Requirements =
Transcribe the passage about Defoe's plague journal word for word, starting at "Defoe gives us" and ending at "any account whatever.".

───── Page excerpt

I have a colleague at Wuhan University, Dr Wen Zhang, who has been reading Journal of the Plague Year and, in our mutual social isolation, we’ve been sharing our thoughts online about its relevance. She quotes to me H.F.’s observation that people would improve in their behaviours and what he calls ‘morals’ under such pressures, but ‘it must be acknowledged that the general practice of the people was just as it was before, and very little difference was to be seen.’

Defoe gives us insight through H.F. into the way we tend to think and respond when we find ourselves in a world-shifting environment. H.F. can’t think his way out of things. H.F. keeps ‘resolving’ on a course of action and then repenting of it. When he goes out, he decides to stay in. When he stays in, he starts to long to get out:

Such intervals as I had I employed in reading books and in writing down my memorandums of what occurred to me every day, and out of which afterwards I took most of this work, as it relates to my observations without doors. What I wrote of my private meditations I reserve for private use, and desire it may not be made public on any account whatever.

──────────
───── Provided data

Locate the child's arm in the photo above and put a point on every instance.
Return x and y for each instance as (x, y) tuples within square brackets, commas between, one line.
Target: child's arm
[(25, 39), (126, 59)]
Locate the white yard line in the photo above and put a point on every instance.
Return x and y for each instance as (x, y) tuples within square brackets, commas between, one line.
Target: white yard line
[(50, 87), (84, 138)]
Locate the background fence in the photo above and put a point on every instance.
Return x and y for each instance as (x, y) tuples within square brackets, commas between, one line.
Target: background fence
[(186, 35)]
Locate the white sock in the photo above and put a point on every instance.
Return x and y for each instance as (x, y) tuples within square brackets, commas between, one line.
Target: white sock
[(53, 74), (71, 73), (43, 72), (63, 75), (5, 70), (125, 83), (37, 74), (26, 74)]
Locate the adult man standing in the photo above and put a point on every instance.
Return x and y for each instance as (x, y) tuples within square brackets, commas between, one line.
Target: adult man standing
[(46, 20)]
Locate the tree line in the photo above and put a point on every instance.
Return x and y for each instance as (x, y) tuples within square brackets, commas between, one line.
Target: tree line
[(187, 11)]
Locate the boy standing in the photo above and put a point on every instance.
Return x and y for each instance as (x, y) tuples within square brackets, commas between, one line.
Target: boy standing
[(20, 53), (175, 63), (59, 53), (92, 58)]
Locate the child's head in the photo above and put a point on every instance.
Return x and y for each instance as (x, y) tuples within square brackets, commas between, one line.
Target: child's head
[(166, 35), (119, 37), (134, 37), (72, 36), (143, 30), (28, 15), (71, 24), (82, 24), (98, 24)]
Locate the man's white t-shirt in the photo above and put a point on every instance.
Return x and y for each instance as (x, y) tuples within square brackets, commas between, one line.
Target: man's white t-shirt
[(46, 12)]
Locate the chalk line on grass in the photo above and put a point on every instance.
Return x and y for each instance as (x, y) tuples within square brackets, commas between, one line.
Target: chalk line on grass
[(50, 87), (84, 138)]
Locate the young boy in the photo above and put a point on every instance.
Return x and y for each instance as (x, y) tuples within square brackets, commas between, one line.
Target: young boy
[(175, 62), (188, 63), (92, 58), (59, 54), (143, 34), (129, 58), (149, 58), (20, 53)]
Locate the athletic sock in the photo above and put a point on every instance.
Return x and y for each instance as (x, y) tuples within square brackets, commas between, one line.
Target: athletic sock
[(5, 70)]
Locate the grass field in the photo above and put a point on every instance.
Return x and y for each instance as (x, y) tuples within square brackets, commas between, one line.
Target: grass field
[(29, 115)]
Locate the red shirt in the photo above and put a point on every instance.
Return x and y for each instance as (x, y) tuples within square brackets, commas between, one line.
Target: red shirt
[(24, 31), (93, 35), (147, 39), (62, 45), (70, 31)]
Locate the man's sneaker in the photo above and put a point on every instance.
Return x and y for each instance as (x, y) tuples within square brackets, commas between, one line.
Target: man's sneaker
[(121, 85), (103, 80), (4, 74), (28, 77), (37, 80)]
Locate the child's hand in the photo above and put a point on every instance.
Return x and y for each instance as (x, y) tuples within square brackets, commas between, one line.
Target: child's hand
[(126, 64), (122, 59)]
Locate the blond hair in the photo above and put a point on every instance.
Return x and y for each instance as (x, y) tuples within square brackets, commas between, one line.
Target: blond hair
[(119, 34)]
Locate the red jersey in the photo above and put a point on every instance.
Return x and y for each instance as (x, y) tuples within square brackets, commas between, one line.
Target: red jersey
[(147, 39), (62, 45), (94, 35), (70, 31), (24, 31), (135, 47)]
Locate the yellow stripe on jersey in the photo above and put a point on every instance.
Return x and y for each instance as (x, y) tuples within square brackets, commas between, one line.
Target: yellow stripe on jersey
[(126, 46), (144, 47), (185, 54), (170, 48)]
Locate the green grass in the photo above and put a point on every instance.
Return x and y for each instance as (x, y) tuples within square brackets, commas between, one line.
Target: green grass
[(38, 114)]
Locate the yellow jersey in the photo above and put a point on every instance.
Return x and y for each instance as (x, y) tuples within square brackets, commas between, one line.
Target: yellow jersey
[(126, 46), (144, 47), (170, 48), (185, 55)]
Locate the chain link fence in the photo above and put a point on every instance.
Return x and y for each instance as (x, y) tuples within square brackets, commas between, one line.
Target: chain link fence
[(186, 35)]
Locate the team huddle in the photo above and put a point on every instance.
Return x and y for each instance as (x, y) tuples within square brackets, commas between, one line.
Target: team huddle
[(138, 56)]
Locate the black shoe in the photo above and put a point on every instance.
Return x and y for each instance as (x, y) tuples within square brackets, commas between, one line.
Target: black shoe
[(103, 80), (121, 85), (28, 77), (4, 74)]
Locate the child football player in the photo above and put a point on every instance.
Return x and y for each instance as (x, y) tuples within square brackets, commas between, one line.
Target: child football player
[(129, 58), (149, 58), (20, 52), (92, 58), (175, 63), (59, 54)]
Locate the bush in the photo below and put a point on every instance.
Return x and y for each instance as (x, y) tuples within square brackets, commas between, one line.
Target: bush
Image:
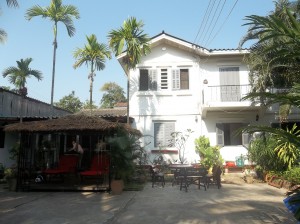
[(209, 155), (292, 175), (261, 152)]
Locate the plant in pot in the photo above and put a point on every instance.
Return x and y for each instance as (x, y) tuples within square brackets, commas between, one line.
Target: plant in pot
[(124, 152), (209, 155), (10, 175)]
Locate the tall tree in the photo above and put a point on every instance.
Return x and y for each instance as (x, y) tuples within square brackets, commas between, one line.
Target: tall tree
[(114, 94), (93, 54), (12, 3), (131, 38), (18, 76), (3, 34), (70, 103), (88, 105), (271, 59), (56, 12)]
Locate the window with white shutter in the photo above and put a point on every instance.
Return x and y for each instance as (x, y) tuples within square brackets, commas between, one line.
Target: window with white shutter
[(162, 133), (148, 79), (164, 78), (175, 79), (180, 79), (153, 79), (229, 134)]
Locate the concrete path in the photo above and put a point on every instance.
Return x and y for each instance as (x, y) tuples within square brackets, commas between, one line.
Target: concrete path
[(233, 203)]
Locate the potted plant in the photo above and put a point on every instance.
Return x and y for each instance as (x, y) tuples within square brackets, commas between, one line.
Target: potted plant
[(124, 151), (209, 155), (10, 175)]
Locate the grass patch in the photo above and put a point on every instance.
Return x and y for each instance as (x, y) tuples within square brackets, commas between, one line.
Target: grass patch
[(133, 186)]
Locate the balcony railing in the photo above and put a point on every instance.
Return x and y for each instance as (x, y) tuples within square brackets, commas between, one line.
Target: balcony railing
[(225, 93)]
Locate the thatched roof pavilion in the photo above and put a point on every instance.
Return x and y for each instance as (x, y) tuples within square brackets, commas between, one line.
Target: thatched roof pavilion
[(69, 124)]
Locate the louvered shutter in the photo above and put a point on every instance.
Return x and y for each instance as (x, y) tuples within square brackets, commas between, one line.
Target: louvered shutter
[(144, 79), (153, 79), (184, 79), (162, 134), (220, 134), (176, 79)]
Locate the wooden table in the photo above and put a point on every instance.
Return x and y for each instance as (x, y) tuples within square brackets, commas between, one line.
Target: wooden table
[(186, 174)]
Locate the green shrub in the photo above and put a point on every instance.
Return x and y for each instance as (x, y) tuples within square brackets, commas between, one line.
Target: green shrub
[(209, 155), (292, 175), (261, 152)]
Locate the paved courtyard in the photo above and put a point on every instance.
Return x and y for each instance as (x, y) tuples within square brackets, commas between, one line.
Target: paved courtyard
[(235, 202)]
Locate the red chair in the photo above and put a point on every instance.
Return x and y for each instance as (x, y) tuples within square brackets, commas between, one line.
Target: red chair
[(67, 164), (99, 167)]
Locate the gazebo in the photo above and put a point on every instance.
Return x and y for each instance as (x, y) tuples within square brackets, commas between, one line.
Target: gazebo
[(42, 143)]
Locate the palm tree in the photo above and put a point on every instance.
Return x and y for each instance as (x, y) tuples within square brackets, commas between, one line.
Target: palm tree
[(18, 75), (12, 3), (93, 54), (3, 34), (129, 37), (56, 12)]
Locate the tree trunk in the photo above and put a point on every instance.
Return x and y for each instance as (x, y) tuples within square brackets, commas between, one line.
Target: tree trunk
[(53, 68), (128, 88)]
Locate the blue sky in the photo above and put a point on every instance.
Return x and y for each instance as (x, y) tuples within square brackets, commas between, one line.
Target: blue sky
[(179, 18)]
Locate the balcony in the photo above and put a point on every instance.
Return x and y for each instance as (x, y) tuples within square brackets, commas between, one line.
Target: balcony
[(226, 98)]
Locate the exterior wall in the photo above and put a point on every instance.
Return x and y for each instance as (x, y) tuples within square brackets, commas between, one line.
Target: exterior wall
[(199, 108), (10, 106)]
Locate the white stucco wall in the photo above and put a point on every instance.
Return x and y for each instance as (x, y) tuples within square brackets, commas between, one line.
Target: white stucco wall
[(184, 106)]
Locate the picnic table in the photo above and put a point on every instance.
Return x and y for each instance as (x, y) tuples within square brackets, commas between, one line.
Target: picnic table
[(186, 174)]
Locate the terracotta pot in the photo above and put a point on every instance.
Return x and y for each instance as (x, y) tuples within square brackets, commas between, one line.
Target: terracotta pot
[(117, 186)]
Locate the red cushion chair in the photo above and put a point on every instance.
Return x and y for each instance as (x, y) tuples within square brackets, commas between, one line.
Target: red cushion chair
[(99, 167), (66, 164)]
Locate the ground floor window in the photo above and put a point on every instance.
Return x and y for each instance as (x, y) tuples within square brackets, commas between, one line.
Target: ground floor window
[(162, 133), (229, 134)]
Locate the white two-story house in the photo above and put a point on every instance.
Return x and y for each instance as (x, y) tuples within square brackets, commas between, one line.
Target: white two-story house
[(180, 86)]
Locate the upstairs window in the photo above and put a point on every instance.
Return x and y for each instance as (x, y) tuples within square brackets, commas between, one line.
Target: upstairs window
[(164, 78), (148, 79), (228, 134), (180, 79), (162, 134), (2, 137)]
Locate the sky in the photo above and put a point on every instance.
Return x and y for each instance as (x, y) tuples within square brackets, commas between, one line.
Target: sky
[(203, 22)]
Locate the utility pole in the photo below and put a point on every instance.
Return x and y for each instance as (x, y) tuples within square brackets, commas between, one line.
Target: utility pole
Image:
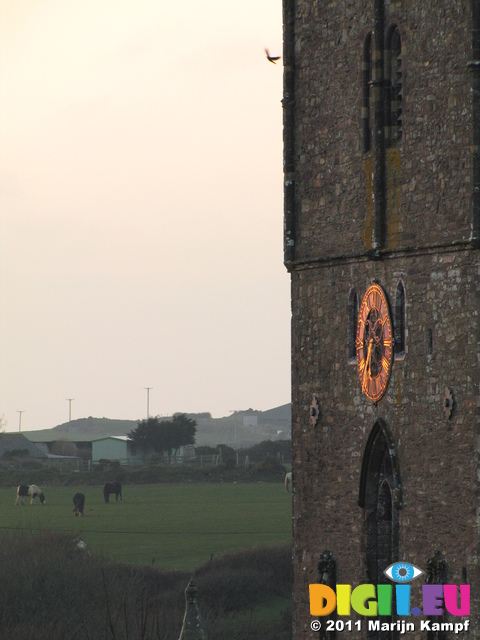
[(70, 408), (148, 400)]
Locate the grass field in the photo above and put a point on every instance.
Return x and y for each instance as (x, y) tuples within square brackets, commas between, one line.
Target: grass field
[(179, 526)]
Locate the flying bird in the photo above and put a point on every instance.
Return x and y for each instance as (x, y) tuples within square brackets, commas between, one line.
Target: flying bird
[(271, 58)]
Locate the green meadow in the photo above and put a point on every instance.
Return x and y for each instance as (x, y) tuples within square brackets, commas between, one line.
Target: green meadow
[(174, 526)]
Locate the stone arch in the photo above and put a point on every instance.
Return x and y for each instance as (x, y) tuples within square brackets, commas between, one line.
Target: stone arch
[(380, 496)]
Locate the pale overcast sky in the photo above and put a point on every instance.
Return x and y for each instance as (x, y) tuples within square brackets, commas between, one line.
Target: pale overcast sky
[(140, 209)]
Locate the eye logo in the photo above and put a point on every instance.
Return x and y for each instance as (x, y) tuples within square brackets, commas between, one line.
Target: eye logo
[(402, 572)]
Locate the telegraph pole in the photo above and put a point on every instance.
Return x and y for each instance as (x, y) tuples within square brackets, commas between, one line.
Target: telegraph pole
[(70, 408), (148, 400)]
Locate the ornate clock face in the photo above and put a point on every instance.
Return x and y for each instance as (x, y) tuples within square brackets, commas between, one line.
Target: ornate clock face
[(374, 343)]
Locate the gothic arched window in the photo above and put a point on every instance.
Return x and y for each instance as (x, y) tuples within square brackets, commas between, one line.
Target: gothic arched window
[(367, 111), (393, 86), (399, 326), (380, 497)]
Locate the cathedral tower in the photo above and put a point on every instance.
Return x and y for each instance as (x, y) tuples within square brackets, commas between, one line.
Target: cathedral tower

──────────

Answer to the problem =
Defoe gives us insight through H.F. into the way we tend to think and respond when we find ourselves in a world-shifting environment. H.F. can’t think his way out of things. H.F. keeps ‘resolving’ on a course of action and then repenting of it. When he goes out, he decides to stay in. When he stays in, he starts to long to get out:

Such intervals as I had I employed in reading books and in writing down my memorandums of what occurred to me every day, and out of which afterwards I took most of this work, as it relates to my observations without doors. What I wrote of my private meditations I reserve for private use, and desire it may not be made public on any account whatever.